:: Working data ::
++++
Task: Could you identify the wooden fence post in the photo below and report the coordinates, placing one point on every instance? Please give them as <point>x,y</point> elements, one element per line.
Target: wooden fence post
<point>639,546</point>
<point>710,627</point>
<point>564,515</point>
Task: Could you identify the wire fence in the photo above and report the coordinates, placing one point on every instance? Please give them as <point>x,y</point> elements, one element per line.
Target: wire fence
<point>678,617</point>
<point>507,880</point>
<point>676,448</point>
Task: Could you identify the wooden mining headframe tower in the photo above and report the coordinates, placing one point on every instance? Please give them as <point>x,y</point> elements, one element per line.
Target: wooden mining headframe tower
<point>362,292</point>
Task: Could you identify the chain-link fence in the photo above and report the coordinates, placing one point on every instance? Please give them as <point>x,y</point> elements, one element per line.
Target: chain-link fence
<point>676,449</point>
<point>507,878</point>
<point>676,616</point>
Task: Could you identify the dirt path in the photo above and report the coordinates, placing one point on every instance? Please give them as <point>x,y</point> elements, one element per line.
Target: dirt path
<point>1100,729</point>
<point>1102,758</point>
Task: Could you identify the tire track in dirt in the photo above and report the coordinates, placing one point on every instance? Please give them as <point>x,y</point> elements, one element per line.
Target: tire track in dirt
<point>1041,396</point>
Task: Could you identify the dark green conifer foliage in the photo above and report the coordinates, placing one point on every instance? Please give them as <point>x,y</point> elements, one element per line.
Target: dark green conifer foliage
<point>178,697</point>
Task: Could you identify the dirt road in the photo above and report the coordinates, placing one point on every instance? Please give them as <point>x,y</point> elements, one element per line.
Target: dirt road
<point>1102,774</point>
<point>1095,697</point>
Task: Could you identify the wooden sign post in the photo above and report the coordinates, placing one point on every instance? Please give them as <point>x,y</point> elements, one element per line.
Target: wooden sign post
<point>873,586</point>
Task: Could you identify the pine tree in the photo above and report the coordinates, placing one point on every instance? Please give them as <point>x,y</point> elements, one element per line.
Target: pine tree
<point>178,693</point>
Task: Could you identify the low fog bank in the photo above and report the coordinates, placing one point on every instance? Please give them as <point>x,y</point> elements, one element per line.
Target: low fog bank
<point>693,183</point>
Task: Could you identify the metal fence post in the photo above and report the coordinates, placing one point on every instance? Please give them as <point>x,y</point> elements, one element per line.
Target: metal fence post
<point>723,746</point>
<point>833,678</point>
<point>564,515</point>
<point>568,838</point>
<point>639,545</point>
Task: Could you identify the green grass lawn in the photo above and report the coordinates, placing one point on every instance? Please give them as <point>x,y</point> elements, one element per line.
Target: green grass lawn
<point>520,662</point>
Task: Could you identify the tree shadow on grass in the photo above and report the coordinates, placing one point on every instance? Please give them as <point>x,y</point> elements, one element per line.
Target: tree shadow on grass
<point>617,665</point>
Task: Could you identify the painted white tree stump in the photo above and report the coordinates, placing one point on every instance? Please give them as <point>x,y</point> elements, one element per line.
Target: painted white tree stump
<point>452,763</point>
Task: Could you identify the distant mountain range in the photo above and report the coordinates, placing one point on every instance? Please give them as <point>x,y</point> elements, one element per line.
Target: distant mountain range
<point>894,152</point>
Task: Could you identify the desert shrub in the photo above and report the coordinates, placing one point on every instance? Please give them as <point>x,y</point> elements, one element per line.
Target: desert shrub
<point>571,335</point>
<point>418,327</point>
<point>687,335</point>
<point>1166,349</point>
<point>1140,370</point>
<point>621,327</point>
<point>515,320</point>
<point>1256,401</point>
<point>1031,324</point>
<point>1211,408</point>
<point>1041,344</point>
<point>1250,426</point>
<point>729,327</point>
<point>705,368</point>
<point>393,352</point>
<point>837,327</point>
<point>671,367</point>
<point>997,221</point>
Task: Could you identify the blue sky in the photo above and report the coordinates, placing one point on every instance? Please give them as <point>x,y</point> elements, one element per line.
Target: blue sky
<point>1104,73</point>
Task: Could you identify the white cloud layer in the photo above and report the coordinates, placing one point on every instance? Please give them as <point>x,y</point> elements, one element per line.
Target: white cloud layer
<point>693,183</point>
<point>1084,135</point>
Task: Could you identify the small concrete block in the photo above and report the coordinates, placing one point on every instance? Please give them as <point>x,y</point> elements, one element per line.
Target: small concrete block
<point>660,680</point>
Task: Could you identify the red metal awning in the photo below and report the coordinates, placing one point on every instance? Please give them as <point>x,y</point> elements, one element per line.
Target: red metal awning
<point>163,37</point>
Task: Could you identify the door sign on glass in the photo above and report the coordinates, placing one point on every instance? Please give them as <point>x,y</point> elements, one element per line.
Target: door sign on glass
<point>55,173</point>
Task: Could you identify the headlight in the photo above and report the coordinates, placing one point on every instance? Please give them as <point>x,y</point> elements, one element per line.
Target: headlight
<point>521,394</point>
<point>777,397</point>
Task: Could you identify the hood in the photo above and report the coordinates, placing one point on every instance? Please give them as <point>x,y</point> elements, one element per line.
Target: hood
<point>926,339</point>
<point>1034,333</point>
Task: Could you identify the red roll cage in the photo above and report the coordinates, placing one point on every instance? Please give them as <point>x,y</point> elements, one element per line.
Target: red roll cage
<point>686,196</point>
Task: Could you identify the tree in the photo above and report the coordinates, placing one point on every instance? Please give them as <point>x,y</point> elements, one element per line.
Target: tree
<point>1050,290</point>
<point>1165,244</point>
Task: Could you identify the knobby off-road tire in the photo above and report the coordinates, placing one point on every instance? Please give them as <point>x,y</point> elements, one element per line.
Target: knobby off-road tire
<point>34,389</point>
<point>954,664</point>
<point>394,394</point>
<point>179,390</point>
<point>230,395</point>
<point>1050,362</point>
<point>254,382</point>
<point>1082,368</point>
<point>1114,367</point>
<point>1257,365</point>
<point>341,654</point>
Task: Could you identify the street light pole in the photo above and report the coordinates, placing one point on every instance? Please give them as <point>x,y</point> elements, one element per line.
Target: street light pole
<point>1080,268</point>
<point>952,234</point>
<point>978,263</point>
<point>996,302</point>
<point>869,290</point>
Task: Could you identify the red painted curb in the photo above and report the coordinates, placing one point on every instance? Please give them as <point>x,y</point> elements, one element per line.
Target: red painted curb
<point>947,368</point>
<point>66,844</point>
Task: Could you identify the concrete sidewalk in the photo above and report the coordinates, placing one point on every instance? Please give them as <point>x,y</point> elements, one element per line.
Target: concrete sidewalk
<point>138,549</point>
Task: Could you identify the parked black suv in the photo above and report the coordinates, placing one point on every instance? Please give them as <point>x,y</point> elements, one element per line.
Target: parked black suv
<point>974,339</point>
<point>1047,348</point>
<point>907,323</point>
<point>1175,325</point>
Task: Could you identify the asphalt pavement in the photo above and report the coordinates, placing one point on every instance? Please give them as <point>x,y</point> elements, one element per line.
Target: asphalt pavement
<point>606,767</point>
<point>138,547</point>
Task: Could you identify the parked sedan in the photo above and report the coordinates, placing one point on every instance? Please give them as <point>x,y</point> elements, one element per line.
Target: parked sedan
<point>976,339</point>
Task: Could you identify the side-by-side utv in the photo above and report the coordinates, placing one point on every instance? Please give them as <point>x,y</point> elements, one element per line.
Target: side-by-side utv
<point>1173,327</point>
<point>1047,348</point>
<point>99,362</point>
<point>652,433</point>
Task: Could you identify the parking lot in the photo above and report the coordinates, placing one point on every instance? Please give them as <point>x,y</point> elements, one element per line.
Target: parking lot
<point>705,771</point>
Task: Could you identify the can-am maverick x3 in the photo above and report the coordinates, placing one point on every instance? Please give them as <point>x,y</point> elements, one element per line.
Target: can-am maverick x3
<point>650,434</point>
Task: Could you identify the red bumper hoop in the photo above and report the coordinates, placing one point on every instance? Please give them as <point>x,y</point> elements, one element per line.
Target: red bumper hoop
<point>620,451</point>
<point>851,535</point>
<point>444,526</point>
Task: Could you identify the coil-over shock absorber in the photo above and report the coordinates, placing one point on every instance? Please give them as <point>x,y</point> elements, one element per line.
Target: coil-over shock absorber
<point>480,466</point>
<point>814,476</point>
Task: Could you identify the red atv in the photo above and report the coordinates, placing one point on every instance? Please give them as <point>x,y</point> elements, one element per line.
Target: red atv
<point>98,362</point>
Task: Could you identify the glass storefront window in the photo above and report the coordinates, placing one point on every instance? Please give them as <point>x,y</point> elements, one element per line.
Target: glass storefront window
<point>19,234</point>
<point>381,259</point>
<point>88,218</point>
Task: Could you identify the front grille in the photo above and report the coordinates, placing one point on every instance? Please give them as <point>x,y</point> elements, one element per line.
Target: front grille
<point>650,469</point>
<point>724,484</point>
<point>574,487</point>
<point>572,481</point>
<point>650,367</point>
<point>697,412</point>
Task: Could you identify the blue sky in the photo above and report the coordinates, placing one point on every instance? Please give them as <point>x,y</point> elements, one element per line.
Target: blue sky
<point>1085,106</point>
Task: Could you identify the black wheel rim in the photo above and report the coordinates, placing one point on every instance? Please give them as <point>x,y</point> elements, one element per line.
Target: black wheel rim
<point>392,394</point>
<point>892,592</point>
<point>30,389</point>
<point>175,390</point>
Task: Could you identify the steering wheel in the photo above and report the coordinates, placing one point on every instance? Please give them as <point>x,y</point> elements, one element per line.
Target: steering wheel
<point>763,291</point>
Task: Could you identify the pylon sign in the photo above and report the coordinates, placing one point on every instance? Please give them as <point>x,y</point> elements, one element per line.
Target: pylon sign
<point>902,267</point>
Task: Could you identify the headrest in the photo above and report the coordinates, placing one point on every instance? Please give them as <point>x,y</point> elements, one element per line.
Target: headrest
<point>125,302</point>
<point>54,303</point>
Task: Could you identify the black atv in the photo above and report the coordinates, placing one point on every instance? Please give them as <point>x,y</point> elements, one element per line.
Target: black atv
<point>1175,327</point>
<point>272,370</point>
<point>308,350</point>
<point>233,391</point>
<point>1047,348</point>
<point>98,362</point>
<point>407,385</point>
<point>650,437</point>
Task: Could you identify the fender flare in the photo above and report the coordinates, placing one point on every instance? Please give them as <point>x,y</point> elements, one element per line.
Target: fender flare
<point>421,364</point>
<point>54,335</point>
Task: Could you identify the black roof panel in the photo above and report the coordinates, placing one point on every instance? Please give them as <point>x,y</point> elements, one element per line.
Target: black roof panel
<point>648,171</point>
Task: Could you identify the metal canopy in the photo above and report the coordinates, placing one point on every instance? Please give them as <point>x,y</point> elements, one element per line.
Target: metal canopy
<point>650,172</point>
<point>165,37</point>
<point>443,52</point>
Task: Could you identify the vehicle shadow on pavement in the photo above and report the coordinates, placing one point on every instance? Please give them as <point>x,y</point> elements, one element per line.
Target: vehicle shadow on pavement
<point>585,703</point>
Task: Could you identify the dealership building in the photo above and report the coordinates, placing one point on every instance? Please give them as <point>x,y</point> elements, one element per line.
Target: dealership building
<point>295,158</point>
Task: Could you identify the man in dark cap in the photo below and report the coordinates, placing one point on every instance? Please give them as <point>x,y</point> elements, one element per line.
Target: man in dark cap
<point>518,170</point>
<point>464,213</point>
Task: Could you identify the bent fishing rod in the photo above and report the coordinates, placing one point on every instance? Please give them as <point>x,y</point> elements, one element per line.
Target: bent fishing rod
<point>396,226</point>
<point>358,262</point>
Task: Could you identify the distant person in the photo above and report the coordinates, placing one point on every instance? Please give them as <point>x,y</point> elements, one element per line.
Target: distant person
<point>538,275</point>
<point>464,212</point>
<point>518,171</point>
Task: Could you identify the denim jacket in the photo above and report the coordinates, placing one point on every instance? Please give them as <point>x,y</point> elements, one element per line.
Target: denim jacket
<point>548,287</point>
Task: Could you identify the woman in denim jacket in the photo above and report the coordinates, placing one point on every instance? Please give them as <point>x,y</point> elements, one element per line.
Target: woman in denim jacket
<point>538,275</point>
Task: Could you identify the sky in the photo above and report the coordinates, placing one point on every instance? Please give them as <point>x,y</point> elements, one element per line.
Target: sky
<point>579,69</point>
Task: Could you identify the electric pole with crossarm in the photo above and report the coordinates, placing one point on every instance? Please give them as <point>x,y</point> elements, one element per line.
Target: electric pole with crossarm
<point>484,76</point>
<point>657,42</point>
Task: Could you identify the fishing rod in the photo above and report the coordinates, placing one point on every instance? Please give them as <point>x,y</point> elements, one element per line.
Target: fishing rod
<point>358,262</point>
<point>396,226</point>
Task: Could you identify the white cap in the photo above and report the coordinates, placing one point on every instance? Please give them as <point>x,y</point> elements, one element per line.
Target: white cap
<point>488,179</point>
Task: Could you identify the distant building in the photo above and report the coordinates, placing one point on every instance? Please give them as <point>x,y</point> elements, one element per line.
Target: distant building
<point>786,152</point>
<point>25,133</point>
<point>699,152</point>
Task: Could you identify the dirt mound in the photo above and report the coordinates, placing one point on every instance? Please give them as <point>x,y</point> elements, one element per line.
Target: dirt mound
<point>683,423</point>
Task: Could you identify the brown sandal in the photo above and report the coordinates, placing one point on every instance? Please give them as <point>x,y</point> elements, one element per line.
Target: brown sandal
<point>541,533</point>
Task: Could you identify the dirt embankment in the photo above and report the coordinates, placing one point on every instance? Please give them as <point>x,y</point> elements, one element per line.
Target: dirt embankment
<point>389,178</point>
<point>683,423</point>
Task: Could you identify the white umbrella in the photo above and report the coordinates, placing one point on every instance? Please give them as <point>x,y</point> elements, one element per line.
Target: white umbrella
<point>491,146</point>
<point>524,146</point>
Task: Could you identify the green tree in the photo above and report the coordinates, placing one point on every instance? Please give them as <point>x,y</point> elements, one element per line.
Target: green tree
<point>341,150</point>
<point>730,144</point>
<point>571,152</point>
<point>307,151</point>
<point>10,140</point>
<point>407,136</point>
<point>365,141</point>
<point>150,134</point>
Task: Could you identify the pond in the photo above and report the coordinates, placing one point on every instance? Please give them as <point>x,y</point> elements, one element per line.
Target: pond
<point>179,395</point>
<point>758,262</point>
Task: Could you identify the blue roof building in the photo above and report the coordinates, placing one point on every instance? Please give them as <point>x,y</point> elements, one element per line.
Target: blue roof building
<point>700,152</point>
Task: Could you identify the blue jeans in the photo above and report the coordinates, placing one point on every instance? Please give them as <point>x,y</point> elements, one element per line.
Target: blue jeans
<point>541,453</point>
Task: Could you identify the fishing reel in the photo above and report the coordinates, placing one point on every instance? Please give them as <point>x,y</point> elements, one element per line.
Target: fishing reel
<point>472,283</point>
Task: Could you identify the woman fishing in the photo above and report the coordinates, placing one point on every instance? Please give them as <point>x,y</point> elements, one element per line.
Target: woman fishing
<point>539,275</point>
++++
:: Directive ::
Return the line that contains "Task: Could you identify the blue roof" along with every line after it through the end of the entries, exactly, adding nothing.

:: Solution below ::
Task: Could you identify the blue roof building in the photo above and report the coordinates, placing one point on every instance? Please give them as <point>x,y</point> elements, one element per line.
Target: blue roof building
<point>700,152</point>
Task: Could you identify the blue jeans in the photo above and report the coordinates, placing one point on every instance? Please give them as <point>x,y</point> elements, one element per line.
Target: blue jeans
<point>541,453</point>
Task: Could you identify the fishing reel in the photo above and report the coordinates, placing one point on every instance? Please give them as <point>x,y</point> elements, one element per line.
Target: fishing reel
<point>472,283</point>
Task: Could you identify the woman fishing in the photo above and report the coordinates, placing one point on every instance? Please give them as <point>x,y</point> elements, one element per line.
Target: woman fishing
<point>539,275</point>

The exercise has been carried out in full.